Your task.
Write out all the data again, exactly as shown.

Point localization data.
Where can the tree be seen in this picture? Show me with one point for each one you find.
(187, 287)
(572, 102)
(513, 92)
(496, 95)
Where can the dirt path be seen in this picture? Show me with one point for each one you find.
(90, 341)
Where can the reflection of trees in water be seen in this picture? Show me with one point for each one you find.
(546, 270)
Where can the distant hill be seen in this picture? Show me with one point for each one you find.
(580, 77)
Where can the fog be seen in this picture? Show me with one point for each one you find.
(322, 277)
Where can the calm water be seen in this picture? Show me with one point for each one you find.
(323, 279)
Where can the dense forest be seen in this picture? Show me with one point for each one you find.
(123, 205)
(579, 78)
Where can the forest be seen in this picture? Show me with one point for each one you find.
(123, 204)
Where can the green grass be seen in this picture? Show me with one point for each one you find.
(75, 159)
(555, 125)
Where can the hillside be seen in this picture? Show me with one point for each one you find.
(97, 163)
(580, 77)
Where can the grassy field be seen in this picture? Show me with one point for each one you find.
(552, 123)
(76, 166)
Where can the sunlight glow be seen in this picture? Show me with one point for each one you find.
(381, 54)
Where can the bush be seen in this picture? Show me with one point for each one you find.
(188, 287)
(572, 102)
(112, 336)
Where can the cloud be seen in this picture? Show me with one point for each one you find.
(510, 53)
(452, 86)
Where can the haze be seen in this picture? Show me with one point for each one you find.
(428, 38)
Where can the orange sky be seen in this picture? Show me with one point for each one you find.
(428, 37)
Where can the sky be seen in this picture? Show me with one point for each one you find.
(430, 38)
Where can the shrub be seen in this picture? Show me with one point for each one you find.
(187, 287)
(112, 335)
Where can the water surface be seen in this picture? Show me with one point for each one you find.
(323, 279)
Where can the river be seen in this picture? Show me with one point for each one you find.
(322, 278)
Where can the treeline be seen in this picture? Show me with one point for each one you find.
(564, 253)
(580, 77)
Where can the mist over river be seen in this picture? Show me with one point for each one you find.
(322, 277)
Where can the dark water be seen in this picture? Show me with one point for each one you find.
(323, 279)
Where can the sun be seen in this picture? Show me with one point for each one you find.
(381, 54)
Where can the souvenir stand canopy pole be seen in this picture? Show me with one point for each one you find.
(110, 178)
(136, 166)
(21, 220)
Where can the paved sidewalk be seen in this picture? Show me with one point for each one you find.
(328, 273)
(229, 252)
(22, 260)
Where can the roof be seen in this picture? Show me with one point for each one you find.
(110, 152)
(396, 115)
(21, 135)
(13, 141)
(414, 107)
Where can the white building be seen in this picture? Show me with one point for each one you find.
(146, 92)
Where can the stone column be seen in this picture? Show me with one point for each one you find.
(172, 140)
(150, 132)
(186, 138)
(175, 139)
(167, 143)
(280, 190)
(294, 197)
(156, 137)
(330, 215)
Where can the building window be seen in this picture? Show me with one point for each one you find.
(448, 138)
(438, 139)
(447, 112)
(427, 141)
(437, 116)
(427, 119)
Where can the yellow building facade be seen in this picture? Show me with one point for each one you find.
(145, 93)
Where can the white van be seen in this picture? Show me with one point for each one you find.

Task output.
Where can the tree be seen in this picture? Show me with one point for each one you find.
(187, 287)
(572, 102)
(513, 92)
(496, 95)
Where can the dirt path be seen in this picture? Show me with one point for each one you find.
(90, 341)
Where can the reflection of trees in water be seen in this picture? Show me with one point for each one you find.
(546, 270)
Where can the distant hill be seen in this picture? Show me with one point for each one you find.
(580, 77)
Where can the fog be seen in this picture? Show me with one point for each one you find.
(322, 277)
Where can the calm water be seen in this picture? Show me with one point for each one you find.
(323, 279)
Where can the dense forest be seen in this picture? Show me with one point for each one you find.
(123, 205)
(579, 78)
Where can the forest be seen in this picture? Show me with one point for each one you find.
(123, 204)
Where can the green grass be seen in this picture? Show me with one point for each one you find.
(75, 159)
(555, 125)
Where can the hillside be seen in this picture? Show me with one point for each one you find.
(97, 163)
(580, 77)
Where can the grassy field be seen in this picture? Show me with one point for each one you find.
(552, 123)
(76, 166)
Where can the sunlight glow be seen in this picture? Show me with one point for each one you find.
(381, 54)
Where can the bush be seen in this picture? Show me with one point for each one you find.
(188, 287)
(572, 102)
(112, 336)
Where can the cloud be seen in this picture? Show me with one point for each one you find.
(510, 53)
(452, 86)
Where can the haze be seen in this picture? Show me with one point for each one you find.
(428, 38)
Where can the orange sky be seen in this picture? Show me with one point for each one you find.
(428, 37)
Where can the sky be seen in this picture? Show me with one point for each one you find.
(430, 38)
Where can the shrub be seen in this picture? Show me with one point for each one you find.
(187, 287)
(112, 335)
Where can the water surface be seen in this picture? Show me with one point for each one you find.
(323, 279)
Where can the river be seen in this picture? Show me with one point for each one you find.
(322, 278)
Where can the treeline be seen in this picture? Show me with one point for each one you find.
(564, 253)
(580, 77)
Where can the mist over river be seen in this picture? Show me with one point for each one you find.
(322, 277)
Where can the dark water be seen in this picture? Show me with one point for each one you find.
(323, 279)
Where can the sun be seen in this picture? Show me with one point for each one you find.
(381, 54)
Where can the souvenir stand canopy pole be seen in this picture? Show me with one point for each one you find.
(110, 178)
(136, 166)
(21, 220)
Where can the paved sidewalk be seen in this picture? Show me with one point for each one you find.
(328, 273)
(229, 252)
(22, 260)
Where can the roof be seen in this picture? Show me with one point for each one you find.
(110, 152)
(396, 115)
(21, 135)
(13, 141)
(414, 107)
Where can the white building be seen in this picture? Show me with one point for each one you find.
(146, 92)
Where can the stone column be seen in this picture? Show me with one point for each one you find.
(172, 140)
(150, 132)
(186, 138)
(175, 139)
(167, 143)
(280, 190)
(294, 197)
(156, 137)
(330, 215)
Where can the building window be seen in this picture? Show me with one point for each one you find.
(448, 138)
(438, 139)
(447, 112)
(427, 141)
(437, 116)
(427, 119)
Where can the yellow building facade be seen in this picture? Show me with one point for each one you find.
(145, 93)
Where can the white van be seen in this picture? Show me with one point for each one you find.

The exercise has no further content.